**Travail à faire:**
#1 Dans le texte sur l'appartement madrilène, à quelle hauteur la chambre et la salle d'eau sont-elles installées par rapport à l'entrée et au séjour ?
#2 Poursuivez le texte sur l'appartement madrilène à partir de sa dernière phrase.

**Texte proposé:**
Rédigé par Raphaëlle Saint-Pierre | Publié le 21/12/2018
En 2016, Diana et Luis achètent un appartement de 33 mètres carrés au cœur de Madrid, dans un immeuble datant de 1912. Ils ont comme but de le restaurer puis de le mettre en location. Luis décide de faire appel à ses amis de longue date, Eva Gil Lopesino, Uriel Fogué Herreros et Carlos Palacios Rodriguez, à qui il avait déjà confié en 2011 la transformation d'une maison en deux studios. Les trois architectes de l'agence elii - acronyme de « everyday life invents itself » (soit « la vie de tous les jours s'invente » ) - affichent clairement leur désir d'égayer le quotidien des habitants en imaginant des espaces domestiques pratiques et ludiques, capables de se transformer facilement pour multiplier les usages sur des surfaces souvent restreintes. « Lors de notre première visite, nous avons découvert un appartement en très mauvais état comportant un salon, une chambre et de minuscules pièces d'eau », racontent-ils. En revanche, la disposition à l'angle du bâtiment assure un généreux ensoleillement et des vues dégagées à la fois sur la rue et l'horizon lointain.
DEUX NIVEAUX
« Luis et Diana nous ont demandé de concevoir un espace lumineux et fonctionnel avec de nombreux rangements, poursuivent les architectes . Pour cela, nous avons mis en place une stratégie en deux temps. » Ils commencent par supprimer les cloisons puis par regrouper tous les nouveaux aménagements, intégrant l'entrée, le coin lit, la salle d'eau et la cuisine ouverte. Cette disposition permet de libérer l'espace principal qui ouvre sur des balcons par deux portes-fenêtres. Les zones les plus intimes se trouvent alors dissimulées au regard du visiteur qui entre dans le studio. Puis, seconde astuce, ils agencent l'appartement sur deux niveaux, installant la chambre et la salle d'eau 90 centimètres plus haut que l'entrée et le séjour. L'intégralité de leur intervention est construite en frêne et en panneaux stratifiés à base de résine phénolique avec une surface mélaminée vert d'eau. Utilisant une esthétique très inspirée des années 1980, les architectes d'elii font varier les finitions en fonction de la sensation recherchée. Ainsi la chambre est majoritairement en bois pour se démarquer du reste du studio. Le sol du séjour est, lui, en linoléum gris tandis que le carrelage blanc et brillant de la salle d'eau accuse l'impression de profondeur. Dans l'entrée, des miroirs posés de chaque côté et au plafond se reflètent à l'infini.

**Informations fournies:**
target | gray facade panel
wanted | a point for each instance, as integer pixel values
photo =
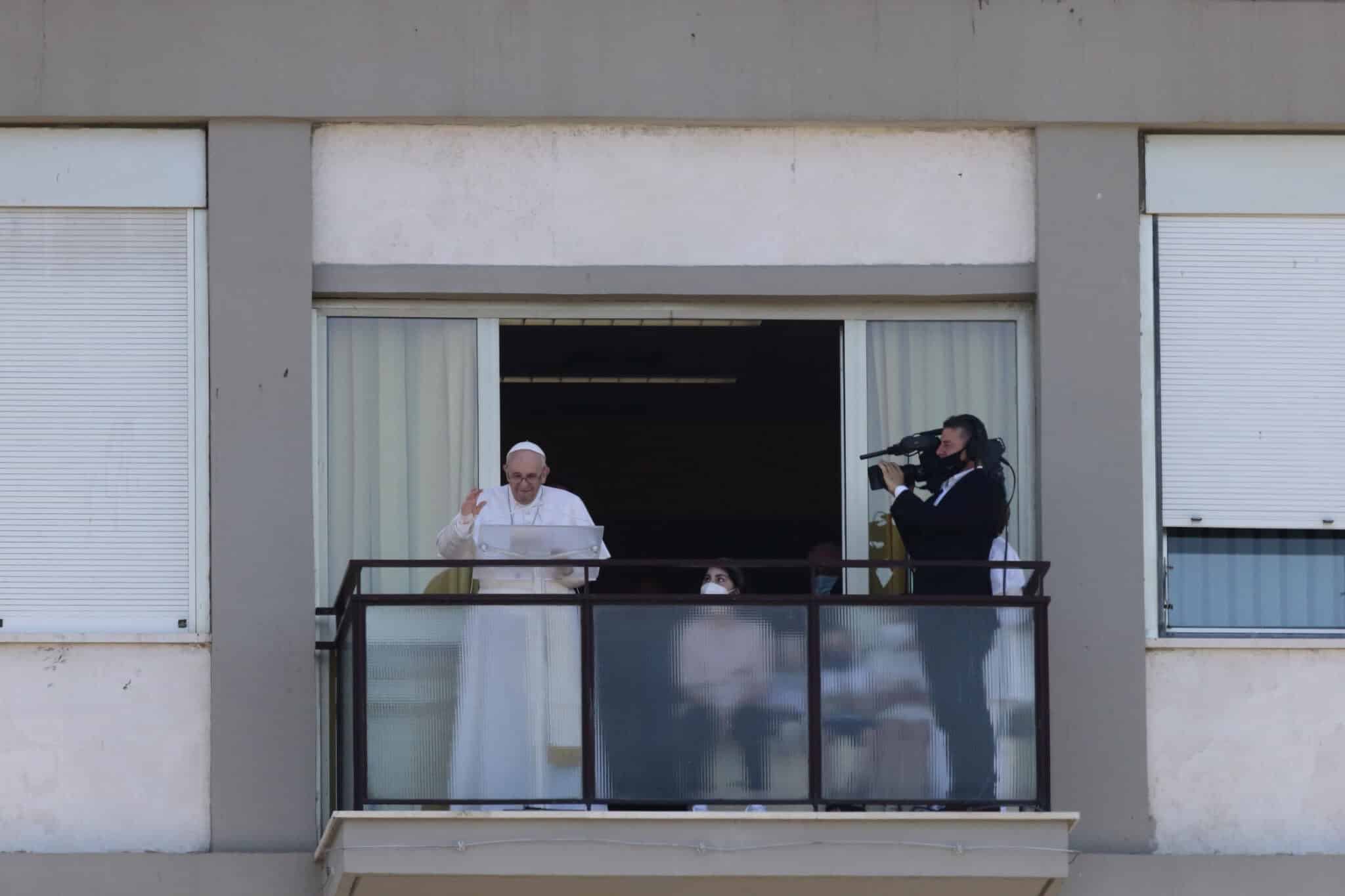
(1011, 61)
(1105, 875)
(959, 281)
(263, 683)
(1090, 473)
(158, 875)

**Réponses attendues:**
#1 90 centimètres plus haut que l'entrée et le séjour.

#2
« Nous avons choisi des matériaux et des couleurs pratiques à entretenir, qui renvoient la lumière et rendent l'appartement confortable et chaleureux » , explique le trio.
LA POCHE MAGIQUE
Mais ce qui fait vraiment l'originalité des lieux, c'est le travail d'optimisation de chaque mètre cube. Eva Gil Lopesino, Uriel Fogué Herreros et Carlos Palacios Rodriguez profitent du décalage des niveaux pour intégrer un maximum de rangements sous la mezzanine du lit et aménager un profond bac de douche pouvant faire office de baignoire dans le sol de la salle d'eau. Ils multiplient les portes secrètes et les trappes pour déployer divers tiroirs, bacs ou étagères sur roulettes. Chaque élément de mobilier intégré possède une double fonction, se transformant tantôt en table tantôt en siège. Un escabeau escamotable compense la différence de niveau tout en mettant à disposition des invités des mini-gradins sur lesquels ils peuvent s'asseoir. Encadrées de mobilier fixe, les fenêtres latérales sont longées d'une banquette permettant de profiter de chaque vide disponible pour rêvasser ou bouquiner.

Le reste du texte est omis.